> **To do**
Answer the following from the passage on imported timber treatment.
(a) On which Australian Standard does the department base its requirements for biosecurity preservative treatments?
(b) Which hazard classes of preservatives are acceptable for biosecurity purposes?
(c) What do the Australian Standards stipulate about formulations?
***** Page *****
The department bases requirements for biosecurity preservative treatments of imported timber on the Australian Standard1604, but limits biosecurity treatments to specifications which have been determined to appropriately protect Australia from biosecurity risks. Stringent requirements are required to protect against large voracious termites and other pests that are exotic to Australia.

For biosecurity purposes, the department requires preservative formulations to comply with the specifications for Hazard Class 2 or above (i.e. H2-H6) preservatives in the appropriate part of Australian Standards AS 1604 and to meet the associated retention requirements specified for ‘above the tropic of Capricorn’ or ‘all regions’. Treatments only complying to the H1 standards are not acceptable for biosecurity purposes.

The department also requires preservative treatments to be applied using appropriate methods and to meet penetration zone requirements as outlined in full on the Timber permanent preservative treatments requirements webpage.

Note: the Australian Standards only stipulate the chemical class of formulations, not specific trade names of products.
***** Dataset rows *****
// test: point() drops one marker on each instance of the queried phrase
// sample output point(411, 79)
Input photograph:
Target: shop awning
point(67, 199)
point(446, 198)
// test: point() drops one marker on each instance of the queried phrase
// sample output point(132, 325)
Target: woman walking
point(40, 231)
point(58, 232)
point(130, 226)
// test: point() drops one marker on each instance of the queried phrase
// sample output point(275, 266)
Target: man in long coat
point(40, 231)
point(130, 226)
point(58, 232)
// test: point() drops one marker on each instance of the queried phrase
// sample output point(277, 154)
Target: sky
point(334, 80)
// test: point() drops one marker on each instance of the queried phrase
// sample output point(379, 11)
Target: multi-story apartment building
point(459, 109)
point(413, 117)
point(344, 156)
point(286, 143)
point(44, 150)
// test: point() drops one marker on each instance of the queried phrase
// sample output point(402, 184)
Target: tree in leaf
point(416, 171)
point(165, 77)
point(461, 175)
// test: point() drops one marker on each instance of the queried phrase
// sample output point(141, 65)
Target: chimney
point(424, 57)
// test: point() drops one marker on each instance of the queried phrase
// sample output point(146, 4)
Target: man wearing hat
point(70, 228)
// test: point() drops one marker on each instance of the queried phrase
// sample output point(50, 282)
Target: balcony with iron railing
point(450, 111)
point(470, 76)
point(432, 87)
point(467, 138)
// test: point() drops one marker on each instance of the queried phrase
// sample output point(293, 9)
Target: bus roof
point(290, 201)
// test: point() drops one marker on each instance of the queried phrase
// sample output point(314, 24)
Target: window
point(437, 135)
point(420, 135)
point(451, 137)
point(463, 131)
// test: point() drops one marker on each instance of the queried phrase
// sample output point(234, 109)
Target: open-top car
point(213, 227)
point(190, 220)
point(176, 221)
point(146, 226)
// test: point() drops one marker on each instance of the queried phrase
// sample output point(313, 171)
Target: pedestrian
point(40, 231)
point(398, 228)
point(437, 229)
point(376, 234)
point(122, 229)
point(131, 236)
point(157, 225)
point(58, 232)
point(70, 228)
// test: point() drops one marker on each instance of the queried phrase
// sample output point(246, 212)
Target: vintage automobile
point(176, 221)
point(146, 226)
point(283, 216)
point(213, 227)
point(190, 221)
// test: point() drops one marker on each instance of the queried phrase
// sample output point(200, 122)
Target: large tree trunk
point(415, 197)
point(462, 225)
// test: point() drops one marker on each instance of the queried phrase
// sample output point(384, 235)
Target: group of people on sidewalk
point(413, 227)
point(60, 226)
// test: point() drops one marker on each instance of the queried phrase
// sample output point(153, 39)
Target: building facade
*****
***** Dataset rows *****
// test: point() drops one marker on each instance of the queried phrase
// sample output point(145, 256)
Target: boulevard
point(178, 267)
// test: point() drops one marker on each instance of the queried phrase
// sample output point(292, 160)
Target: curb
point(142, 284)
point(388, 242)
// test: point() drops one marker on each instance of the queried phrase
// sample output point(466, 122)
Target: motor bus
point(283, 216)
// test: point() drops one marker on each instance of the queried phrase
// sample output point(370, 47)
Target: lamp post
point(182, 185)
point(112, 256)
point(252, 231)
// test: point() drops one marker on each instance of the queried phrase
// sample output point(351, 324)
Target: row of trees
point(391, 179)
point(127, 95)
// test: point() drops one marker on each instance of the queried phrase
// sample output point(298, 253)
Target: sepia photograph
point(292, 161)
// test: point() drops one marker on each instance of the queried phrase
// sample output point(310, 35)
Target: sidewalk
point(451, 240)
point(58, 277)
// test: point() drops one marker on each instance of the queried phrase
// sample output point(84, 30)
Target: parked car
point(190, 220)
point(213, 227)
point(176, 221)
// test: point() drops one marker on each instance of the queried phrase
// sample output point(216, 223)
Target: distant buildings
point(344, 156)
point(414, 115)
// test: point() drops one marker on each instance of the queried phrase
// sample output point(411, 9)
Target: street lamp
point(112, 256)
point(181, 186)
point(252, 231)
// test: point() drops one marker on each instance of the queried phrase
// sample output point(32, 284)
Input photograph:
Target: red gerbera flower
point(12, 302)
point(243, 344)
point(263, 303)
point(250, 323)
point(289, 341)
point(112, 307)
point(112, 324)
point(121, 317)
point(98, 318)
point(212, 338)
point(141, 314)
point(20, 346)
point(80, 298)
*****
***** Dataset rows *****
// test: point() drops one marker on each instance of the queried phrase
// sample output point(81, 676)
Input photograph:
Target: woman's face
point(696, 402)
*****
> **Task solution**
(a) Australian Standard 1604.
(b) Hazard Class 2 or above, that is, H2 to H6.
(c) Only the chemical class of formulations, not the specific trade names of products.